> **ACTIVITY**:
Should the entries contain pictures, leave them out and return exactly the lines from the first through the line holding "Text query: chopped green herb".

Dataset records
——

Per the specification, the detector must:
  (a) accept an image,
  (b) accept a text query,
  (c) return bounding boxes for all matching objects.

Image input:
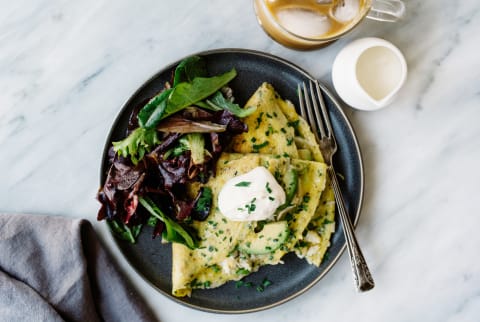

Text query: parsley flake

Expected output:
[235,181,251,187]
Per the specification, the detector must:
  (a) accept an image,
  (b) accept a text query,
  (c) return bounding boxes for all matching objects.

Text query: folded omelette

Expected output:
[172,83,336,297]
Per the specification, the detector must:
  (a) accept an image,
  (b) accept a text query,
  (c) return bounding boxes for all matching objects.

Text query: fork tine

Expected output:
[308,80,327,138]
[297,83,307,120]
[302,82,321,138]
[313,79,333,138]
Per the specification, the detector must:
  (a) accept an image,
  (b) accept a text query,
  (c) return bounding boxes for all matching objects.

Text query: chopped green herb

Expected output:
[190,278,198,287]
[295,194,311,213]
[236,268,250,275]
[246,203,256,214]
[252,141,269,151]
[262,278,272,288]
[303,194,311,203]
[265,182,272,193]
[210,264,221,273]
[324,251,330,261]
[245,198,257,214]
[323,219,334,225]
[235,181,251,187]
[296,240,308,248]
[287,119,300,129]
[265,125,274,137]
[274,169,282,181]
[255,112,264,129]
[254,220,266,233]
[147,215,158,227]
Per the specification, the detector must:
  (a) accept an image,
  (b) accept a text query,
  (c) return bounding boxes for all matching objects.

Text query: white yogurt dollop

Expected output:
[218,166,286,222]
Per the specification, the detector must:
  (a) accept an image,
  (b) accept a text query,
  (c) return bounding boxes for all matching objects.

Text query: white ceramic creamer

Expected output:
[332,37,407,110]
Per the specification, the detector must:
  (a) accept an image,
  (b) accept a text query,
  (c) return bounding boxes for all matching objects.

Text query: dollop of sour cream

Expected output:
[218,166,286,222]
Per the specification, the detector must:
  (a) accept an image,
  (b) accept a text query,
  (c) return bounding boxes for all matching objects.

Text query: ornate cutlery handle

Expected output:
[327,166,375,292]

——

> **EXERCISE OUTPUT**:
Per the specification, the detector must:
  (a) accept an image,
  (b) accept a text query,
  (c) return bounding boxes for all matching objects.

Image input:

Text query: parsley flake

Expected output:
[235,181,251,187]
Per the specification, the detector must:
  (a) accept an image,
  (b) accept a text query,
  (c) return bounding boxes for all matching objects.

Text query: folded omelette

Expected output:
[172,83,336,297]
Per the specification, the detector must:
  (a) accept an image,
  (b) accept a text query,
  (c) return bounding boxes for all matching objects.

Text query: fork tine

Expected output:
[308,80,327,138]
[297,83,307,120]
[302,82,321,138]
[313,79,333,138]
Per the specification, the detector must:
  (a) accept an image,
  (b) accept a text query,
  (c) return bounding boxes for all matching objects.

Text query: chopped green herb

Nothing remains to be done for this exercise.